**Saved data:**
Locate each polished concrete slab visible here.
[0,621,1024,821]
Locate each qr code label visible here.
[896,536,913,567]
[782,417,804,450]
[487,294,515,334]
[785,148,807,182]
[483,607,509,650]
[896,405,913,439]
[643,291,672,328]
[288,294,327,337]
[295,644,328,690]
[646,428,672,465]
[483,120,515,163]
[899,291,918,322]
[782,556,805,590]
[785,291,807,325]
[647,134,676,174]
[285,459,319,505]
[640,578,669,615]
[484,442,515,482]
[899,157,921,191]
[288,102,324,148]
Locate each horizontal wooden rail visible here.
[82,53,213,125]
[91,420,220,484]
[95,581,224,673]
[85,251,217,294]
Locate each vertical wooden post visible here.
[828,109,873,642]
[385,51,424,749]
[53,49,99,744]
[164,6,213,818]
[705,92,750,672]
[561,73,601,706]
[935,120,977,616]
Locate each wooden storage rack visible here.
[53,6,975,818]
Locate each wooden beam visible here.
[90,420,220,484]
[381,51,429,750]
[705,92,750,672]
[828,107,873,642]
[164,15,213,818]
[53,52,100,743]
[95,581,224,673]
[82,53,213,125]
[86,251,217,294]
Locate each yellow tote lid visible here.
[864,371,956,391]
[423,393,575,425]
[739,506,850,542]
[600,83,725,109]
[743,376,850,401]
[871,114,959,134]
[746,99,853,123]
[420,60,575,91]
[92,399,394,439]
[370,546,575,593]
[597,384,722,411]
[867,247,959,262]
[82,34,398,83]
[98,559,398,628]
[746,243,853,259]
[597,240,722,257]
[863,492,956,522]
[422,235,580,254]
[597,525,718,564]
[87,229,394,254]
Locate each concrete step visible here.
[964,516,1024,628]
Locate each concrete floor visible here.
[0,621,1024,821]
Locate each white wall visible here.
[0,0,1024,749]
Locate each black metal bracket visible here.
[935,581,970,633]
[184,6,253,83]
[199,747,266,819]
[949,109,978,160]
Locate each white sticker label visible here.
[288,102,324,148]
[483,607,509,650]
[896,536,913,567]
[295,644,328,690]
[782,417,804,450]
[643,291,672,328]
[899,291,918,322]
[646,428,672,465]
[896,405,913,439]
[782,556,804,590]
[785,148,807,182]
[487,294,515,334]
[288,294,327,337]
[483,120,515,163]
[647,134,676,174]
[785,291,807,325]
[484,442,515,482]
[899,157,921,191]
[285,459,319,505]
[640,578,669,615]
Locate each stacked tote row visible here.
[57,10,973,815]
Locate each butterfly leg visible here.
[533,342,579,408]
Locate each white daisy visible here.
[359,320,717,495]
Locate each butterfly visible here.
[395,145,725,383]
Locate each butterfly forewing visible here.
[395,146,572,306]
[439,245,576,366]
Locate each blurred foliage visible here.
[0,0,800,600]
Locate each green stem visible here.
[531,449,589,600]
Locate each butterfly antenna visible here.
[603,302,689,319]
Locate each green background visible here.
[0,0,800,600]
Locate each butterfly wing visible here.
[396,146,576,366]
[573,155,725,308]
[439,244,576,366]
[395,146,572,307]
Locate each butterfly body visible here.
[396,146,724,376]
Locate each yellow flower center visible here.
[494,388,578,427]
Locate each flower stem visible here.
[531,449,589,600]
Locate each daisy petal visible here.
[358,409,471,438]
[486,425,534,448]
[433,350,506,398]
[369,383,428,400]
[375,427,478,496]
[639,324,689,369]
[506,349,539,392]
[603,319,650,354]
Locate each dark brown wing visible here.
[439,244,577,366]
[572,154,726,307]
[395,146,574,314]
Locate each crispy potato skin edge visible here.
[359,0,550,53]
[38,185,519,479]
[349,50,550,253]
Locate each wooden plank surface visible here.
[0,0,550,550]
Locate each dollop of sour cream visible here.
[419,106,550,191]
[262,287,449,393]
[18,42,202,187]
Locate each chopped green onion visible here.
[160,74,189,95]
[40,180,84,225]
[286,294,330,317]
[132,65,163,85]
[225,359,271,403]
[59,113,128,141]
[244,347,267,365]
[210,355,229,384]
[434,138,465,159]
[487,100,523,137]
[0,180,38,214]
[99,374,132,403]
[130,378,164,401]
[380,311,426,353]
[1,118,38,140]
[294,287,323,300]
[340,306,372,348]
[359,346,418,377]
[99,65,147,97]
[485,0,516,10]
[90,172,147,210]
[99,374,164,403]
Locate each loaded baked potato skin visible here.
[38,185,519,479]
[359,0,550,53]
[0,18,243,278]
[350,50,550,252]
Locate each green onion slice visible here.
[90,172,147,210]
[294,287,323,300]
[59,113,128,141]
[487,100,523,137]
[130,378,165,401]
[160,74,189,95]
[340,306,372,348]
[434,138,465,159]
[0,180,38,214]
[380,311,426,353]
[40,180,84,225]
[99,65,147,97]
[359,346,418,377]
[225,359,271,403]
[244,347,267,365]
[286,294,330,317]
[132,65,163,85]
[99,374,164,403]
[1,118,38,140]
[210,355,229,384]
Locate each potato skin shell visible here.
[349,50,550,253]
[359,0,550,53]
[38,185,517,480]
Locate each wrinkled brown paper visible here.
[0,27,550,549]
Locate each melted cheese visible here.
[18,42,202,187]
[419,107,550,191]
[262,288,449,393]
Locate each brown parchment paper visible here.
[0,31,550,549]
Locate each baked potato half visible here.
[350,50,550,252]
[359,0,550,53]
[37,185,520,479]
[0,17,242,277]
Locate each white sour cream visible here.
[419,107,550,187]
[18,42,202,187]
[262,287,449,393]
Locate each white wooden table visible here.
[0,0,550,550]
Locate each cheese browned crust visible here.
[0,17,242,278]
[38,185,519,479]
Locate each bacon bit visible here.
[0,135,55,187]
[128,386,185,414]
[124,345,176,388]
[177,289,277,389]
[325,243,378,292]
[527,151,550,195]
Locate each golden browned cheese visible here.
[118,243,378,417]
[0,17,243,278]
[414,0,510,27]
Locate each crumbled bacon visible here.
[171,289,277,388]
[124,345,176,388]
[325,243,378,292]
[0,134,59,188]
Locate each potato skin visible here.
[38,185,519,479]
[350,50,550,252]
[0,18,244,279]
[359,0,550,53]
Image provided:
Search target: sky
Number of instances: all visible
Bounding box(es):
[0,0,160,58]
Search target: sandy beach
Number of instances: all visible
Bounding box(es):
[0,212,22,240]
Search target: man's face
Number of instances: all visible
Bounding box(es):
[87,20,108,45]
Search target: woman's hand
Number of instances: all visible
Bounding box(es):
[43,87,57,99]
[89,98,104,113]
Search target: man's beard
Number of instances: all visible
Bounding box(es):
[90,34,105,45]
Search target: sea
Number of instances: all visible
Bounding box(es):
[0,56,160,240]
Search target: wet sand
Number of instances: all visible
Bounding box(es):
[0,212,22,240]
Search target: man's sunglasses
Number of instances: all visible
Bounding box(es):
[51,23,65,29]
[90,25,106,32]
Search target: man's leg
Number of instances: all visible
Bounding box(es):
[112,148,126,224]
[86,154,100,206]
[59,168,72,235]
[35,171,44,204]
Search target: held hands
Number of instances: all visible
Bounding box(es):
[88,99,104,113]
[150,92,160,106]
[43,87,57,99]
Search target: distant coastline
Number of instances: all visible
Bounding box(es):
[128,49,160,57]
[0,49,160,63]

**INSTRUCTION:**
Give the entries above as a numbered list, omitting any blank lines.

**EXERCISE RESPONSE:**
1. Locate each polished concrete slab visible here.
2. [0,621,1024,821]
3. Locate each qr code label visible here.
4. [896,536,913,567]
5. [782,417,804,450]
6. [487,294,515,334]
7. [785,148,807,182]
8. [483,607,509,650]
9. [896,405,913,439]
10. [643,291,672,328]
11. [288,294,327,337]
12. [295,644,328,690]
13. [646,428,672,465]
14. [483,120,515,163]
15. [899,291,918,322]
16. [782,556,805,590]
17. [785,291,807,325]
18. [647,134,676,174]
19. [285,459,319,505]
20. [640,578,669,615]
21. [484,442,515,482]
22. [899,157,921,191]
23. [288,102,324,148]
24. Locate each horizontal wooden rail visible here.
25. [82,53,213,125]
26. [91,420,220,484]
27. [95,581,224,673]
28. [85,251,217,294]
29. Locate each vertical wooden post visible here.
30. [828,109,873,642]
31. [385,51,424,749]
32. [53,49,99,744]
33. [164,6,213,818]
34. [705,92,750,672]
35. [561,73,601,706]
36. [935,120,977,616]
37. Locate each wooden storage rack visible here.
38. [53,6,975,818]
39. Locate each wooden beam visible here.
40. [90,420,220,484]
41. [381,51,429,750]
42. [705,92,750,672]
43. [828,107,873,642]
44. [164,15,213,818]
45. [53,52,100,743]
46. [95,581,224,673]
47. [82,53,213,125]
48. [86,251,217,294]
49. Locate each yellow tote lid visible here.
50. [864,371,956,391]
51. [423,393,575,425]
52. [739,506,850,542]
53. [600,83,725,109]
54. [743,376,850,401]
55. [871,114,959,134]
56. [746,99,853,123]
57. [420,60,575,91]
58. [92,399,394,439]
59. [370,546,575,593]
60. [597,384,722,411]
61. [867,247,959,262]
62. [82,34,398,83]
63. [98,559,398,628]
64. [746,243,853,259]
65. [597,240,722,257]
66. [863,492,956,522]
67. [422,235,580,254]
68. [597,525,718,564]
69. [87,229,394,254]
70. Locate each concrete step visible here.
71. [964,516,1024,628]
72. Locate each concrete floor visible here.
73. [0,621,1024,821]
74. Locate each white wall visible here.
75. [0,0,1024,749]
76. Locate each black metal bracket visible here.
77. [935,581,970,633]
78. [184,6,253,83]
79. [199,747,266,819]
80. [949,109,978,160]
81. Locate each white sticker label visible here.
82. [288,102,324,148]
83. [483,607,509,650]
84. [896,536,913,567]
85. [295,644,328,690]
86. [782,417,804,450]
87. [643,291,672,328]
88. [899,291,918,322]
89. [646,428,672,465]
90. [896,405,913,439]
91. [782,556,804,590]
92. [785,148,807,182]
93. [487,294,515,334]
94. [288,294,327,337]
95. [483,120,515,163]
96. [647,134,676,174]
97. [785,291,807,325]
98. [484,442,515,482]
99. [899,157,921,191]
100. [285,459,319,505]
101. [640,578,669,615]
102. Locate each stacked tote row visible here.
103. [57,10,973,815]
104. Locate each butterfly leg visible here.
105. [533,342,579,408]
106. Locate each white daisy visible here.
107. [359,320,717,495]
108. Locate each butterfly visible here.
109. [395,145,725,383]
110. Locate each butterfly forewing visible here.
111. [395,146,572,306]
112. [439,245,576,366]
113. Locate each blurred foliage visible here.
114. [0,0,800,600]
115. Locate each green stem visible here.
116. [531,449,589,600]
117. Locate each butterfly antenna visible here.
118. [603,302,689,319]
119. Locate each green background visible here.
120. [0,0,800,600]
121. Locate each butterfly wing visible here.
122. [396,146,576,366]
123. [573,155,725,308]
124. [439,244,576,366]
125. [395,146,572,307]
126. Locate each butterfly body visible here.
127. [396,146,724,376]
128. Locate each yellow flower center visible here.
129. [494,388,578,427]
130. Locate each flower stem visible here.
131. [531,449,589,600]
132. Locate each daisy petal visible here.
133. [358,409,471,438]
134. [486,425,534,448]
135. [433,350,506,398]
136. [369,383,428,400]
137. [375,427,478,496]
138. [639,324,689,369]
139. [506,349,539,392]
140. [603,319,650,354]
141. Locate each dark brown wing visible here.
142. [439,244,577,366]
143. [572,154,726,307]
144. [395,146,574,314]
145. Locate each crispy potato skin edge visible here.
146. [359,0,550,53]
147. [38,185,519,479]
148. [349,50,550,253]
149. Locate each wooden plank surface visible here.
150. [0,0,550,550]
151. Locate each dollop of sour cream visible here.
152. [419,106,550,191]
153. [262,287,449,393]
154. [18,42,202,187]
155. Locate each chopped green onion visible here.
156. [160,74,189,95]
157. [40,180,84,225]
158. [286,294,330,317]
159. [132,65,163,85]
160. [225,359,271,403]
161. [59,113,128,141]
162. [244,347,267,365]
163. [210,355,229,384]
164. [434,138,465,159]
165. [487,100,523,137]
166. [0,180,38,214]
167. [99,374,132,403]
168. [130,378,164,401]
169. [380,311,426,353]
170. [1,118,38,140]
171. [294,287,323,300]
172. [340,306,372,348]
173. [359,346,418,377]
174. [99,65,147,97]
175. [485,0,516,10]
176. [90,172,147,210]
177. [99,374,164,403]
178. Locate each loaded baked potato skin visible here.
179. [38,185,519,479]
180. [359,0,550,53]
181. [0,18,243,278]
182. [350,50,550,252]
183. Locate each green onion slice visible here.
184. [90,172,147,210]
185. [294,287,323,300]
186. [59,113,128,141]
187. [487,100,523,137]
188. [130,378,165,401]
189. [160,74,189,95]
190. [340,306,372,348]
191. [434,138,465,159]
192. [0,180,38,214]
193. [380,311,426,353]
194. [40,180,84,225]
195. [99,65,147,97]
196. [359,346,418,377]
197. [225,359,271,403]
198. [244,347,267,365]
199. [286,294,330,317]
200. [132,65,163,85]
201. [99,374,164,403]
202. [1,118,38,140]
203. [210,355,229,384]
204. Locate each potato skin shell visible here.
205. [349,50,550,253]
206. [359,0,550,53]
207. [38,185,517,480]
208. Locate each wrinkled brown paper visible here.
209. [0,27,550,549]
210. Locate each melted cheese visible here.
211. [18,42,202,187]
212. [419,107,550,191]
213. [262,288,449,393]
214. Locate each brown parchment paper visible here.
215. [0,31,550,549]
216. Locate each baked potato half visible here.
217. [350,50,550,252]
218. [359,0,550,53]
219. [37,185,520,479]
220. [0,17,242,277]
221. Locate each white sour cream visible here.
222. [419,107,550,187]
223. [18,42,202,187]
224. [262,287,449,393]
225. Locate each white wooden table visible here.
226. [0,0,550,550]
227. Locate each cheese browned crust visible here.
228. [0,17,242,278]
229. [38,185,519,479]
230. Locate each bacon bit visible here.
231. [0,135,55,187]
232. [128,386,185,414]
233. [124,345,176,388]
234. [177,289,277,389]
235. [325,243,378,292]
236. [527,151,550,195]
237. Locate each golden browned cheese visible here.
238. [118,243,378,417]
239. [0,17,243,278]
240. [414,0,510,27]
241. Locate each crumbled bacon visible here.
242. [171,289,277,388]
243. [124,345,176,388]
244. [325,243,378,292]
245. [0,134,59,188]
246. Locate each potato skin visible here.
247. [38,185,519,479]
248. [350,50,550,252]
249. [0,18,244,279]
250. [359,0,550,53]
251. Image provided:
252. Search target: sky
253. Number of instances: all visible
254. Bounding box(es):
255. [0,0,160,58]
256. Search target: sandy beach
257. Number of instances: all visible
258. Bounding box(es):
259. [0,212,22,240]
260. Search target: man's face
261. Number of instances: all visible
262. Bounding box(es):
263. [87,20,108,45]
264. Search target: woman's hand
265. Number of instances: all visible
266. Bounding box(es):
267. [43,87,57,99]
268. [89,98,104,113]
269. Search target: man's beard
270. Number of instances: all visible
271. Bounding box(es):
272. [90,34,105,45]
273. Search target: sea
274. Number of instances: all visible
275. Bounding box(es):
276. [0,56,160,240]
277. Search target: wet sand
278. Number of instances: all visible
279. Bounding box(es):
280. [0,212,22,240]
281. Search target: man's sunglasses
282. Number of instances: all visible
283. Bounding box(es):
284. [51,23,65,29]
285. [90,25,106,32]
286. Search target: man's leg
287. Number of instances: all visible
288. Bounding box(es):
289. [112,148,126,224]
290. [86,154,100,206]
291. [59,168,72,235]
292. [35,171,44,204]
293. Search target: held hands
294. Number of instances: all visible
295. Bounding box(es):
296. [88,99,104,113]
297. [150,92,160,106]
298. [43,87,57,99]
299. Search target: distant coastline
300. Number of instances: all visible
301. Bounding box(es):
302. [128,49,160,57]
303. [0,49,160,63]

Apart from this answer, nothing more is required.